### Problem requirements
Give a verbatim quotation of every record.

### Rows
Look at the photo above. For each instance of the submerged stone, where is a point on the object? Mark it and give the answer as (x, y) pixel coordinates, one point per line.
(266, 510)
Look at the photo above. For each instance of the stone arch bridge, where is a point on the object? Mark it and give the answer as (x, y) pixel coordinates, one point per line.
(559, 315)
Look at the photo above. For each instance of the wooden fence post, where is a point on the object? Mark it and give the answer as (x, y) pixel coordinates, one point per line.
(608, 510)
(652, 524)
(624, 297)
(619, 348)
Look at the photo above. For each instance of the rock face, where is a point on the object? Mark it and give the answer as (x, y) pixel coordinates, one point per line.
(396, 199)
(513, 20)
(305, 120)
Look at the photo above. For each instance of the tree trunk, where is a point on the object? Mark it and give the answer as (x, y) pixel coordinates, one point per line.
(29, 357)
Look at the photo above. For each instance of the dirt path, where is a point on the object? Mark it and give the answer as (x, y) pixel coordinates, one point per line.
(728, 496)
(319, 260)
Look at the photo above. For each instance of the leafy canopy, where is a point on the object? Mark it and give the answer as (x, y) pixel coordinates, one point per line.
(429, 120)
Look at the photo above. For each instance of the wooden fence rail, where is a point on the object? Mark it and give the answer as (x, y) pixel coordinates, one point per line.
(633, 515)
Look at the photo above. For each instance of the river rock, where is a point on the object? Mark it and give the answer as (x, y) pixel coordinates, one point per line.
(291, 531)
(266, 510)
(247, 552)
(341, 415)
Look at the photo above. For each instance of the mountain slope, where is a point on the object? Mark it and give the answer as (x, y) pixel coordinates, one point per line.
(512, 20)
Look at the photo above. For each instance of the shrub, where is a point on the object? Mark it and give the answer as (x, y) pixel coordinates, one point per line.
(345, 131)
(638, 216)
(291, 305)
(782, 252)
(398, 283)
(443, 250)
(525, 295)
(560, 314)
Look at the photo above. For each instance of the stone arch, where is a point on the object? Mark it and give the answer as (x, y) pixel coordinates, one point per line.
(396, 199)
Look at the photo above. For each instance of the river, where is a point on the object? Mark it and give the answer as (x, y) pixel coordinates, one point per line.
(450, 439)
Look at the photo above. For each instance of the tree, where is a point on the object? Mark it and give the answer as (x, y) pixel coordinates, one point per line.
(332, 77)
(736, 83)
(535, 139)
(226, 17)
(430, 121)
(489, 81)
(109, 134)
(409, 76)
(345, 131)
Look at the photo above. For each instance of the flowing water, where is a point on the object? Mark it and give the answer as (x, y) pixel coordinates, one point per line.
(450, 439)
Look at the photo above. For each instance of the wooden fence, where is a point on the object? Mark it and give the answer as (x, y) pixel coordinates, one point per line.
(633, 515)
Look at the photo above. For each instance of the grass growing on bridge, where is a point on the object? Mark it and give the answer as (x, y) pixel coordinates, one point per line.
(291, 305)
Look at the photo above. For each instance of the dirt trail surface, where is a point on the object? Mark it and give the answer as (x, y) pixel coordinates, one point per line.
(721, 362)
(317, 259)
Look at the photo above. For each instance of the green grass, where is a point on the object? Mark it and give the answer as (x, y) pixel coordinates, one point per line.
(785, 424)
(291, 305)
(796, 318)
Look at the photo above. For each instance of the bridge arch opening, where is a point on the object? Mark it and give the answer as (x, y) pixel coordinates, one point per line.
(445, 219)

### Written answer
Look at the photo above. For each instance of the submerged stone, where is a point on the object? Mark it and give the answer as (x, y) pixel coordinates, one point per line.
(266, 510)
Look at the photo above. For each instance of the stone arch bridge, where is a point on the object? Mark it and give the answer as (x, y) pixel coordinates, one point per line.
(559, 315)
Look at the photo above. For each instance of the wooden fence post, where is a point on the object? Mark it and give the answer as (x, y) pixel coordinates, one point per line.
(608, 510)
(652, 524)
(624, 297)
(619, 348)
Look at the photo above. For each instance of the rock face, where is a point on the object? Mark it and give the answer as (x, y) pixel coordinates, one point per line.
(396, 199)
(513, 20)
(305, 120)
Look at the photo above. For each instance of the tree trunk, where is a point on the object? Mark it and give the answer as (x, y) pixel coordinates, one point per line.
(29, 357)
Look at the photo above. For each instance of the dirt path, where is a point on the object? Mark it and give the answer as (x, y) pixel coordinates, one point per line.
(728, 496)
(319, 260)
Look at the photo above. For each instance of the leafy canopy, where is a point on the object? Mark it and give the answer as (x, y) pixel coordinates, one point per line.
(429, 120)
Look at the photo above. For each instance of the wooden fence rail, where is a point on the object? Mark it and give the answer as (x, y) pixel coordinates, one point per line.
(633, 515)
Look at the photo above. For each instance of the river rock, where is a point on the object? Mark it and give the answer as (x, y) pixel coordinates, one point per line.
(291, 531)
(266, 510)
(247, 552)
(341, 415)
Look at the photo above. For each instance of the mountain slope, where is a point on the object? Mark it and give the answer as (x, y) pixel coordinates, one point per line.
(512, 20)
Look at the photo above. For each instance of the shrub, where is a point on the object? Mark it and give the answer as (x, y) pixel coordinates, one point per line.
(345, 131)
(638, 216)
(291, 305)
(782, 252)
(398, 283)
(443, 250)
(525, 295)
(560, 314)
Look at the photo above. For each instance of the stone arch, where is a point on the object? Mark it and give the answer as (x, y) pixel coordinates, one point per line.
(396, 199)
Look at the photo above. For each instance of the river, where is a point on the object? Mark it and give the answer as (x, y) pixel coordinates, one point per line.
(450, 439)
Look at the photo above. For each instance of the tree, where is a point on the object? Mark it and give the answer as (x, y) pixel coordinates, one point per line.
(332, 77)
(736, 83)
(535, 139)
(226, 17)
(430, 121)
(489, 81)
(109, 134)
(409, 76)
(345, 131)
Look at the photo above. For each instance of the flowing water, where is a point on the object? Mark it and give the answer as (x, y) pixel coordinates, one point per line.
(450, 439)
Look at the photo above. For each instance of the wooden fence, where is a point on the object? Mark it and give the answer as (x, y) pixel coordinates, one point per line.
(633, 515)
Look at the photo above. For each instance of the grass growing on bridge, where is a point on the object? Mark it and give the answer as (x, y) pixel coordinates, one point per line.
(291, 305)
Look at the photo above. For each instance of the dirt trail surface, where is a point on the object? Mark it and give the answer as (x, y) pixel coordinates, one point per line.
(721, 362)
(317, 259)
Look at the photo above. For each instance of the green grass, where is a point on the object? Mark it and give the answer as (x, y) pixel coordinates, one point per line.
(785, 424)
(291, 305)
(796, 318)
Look at the photo above. For each instance of the bridge arch opening, where is a point on the object? Mark it and give the answer as (x, y) pixel coordinates, one point per line.
(445, 219)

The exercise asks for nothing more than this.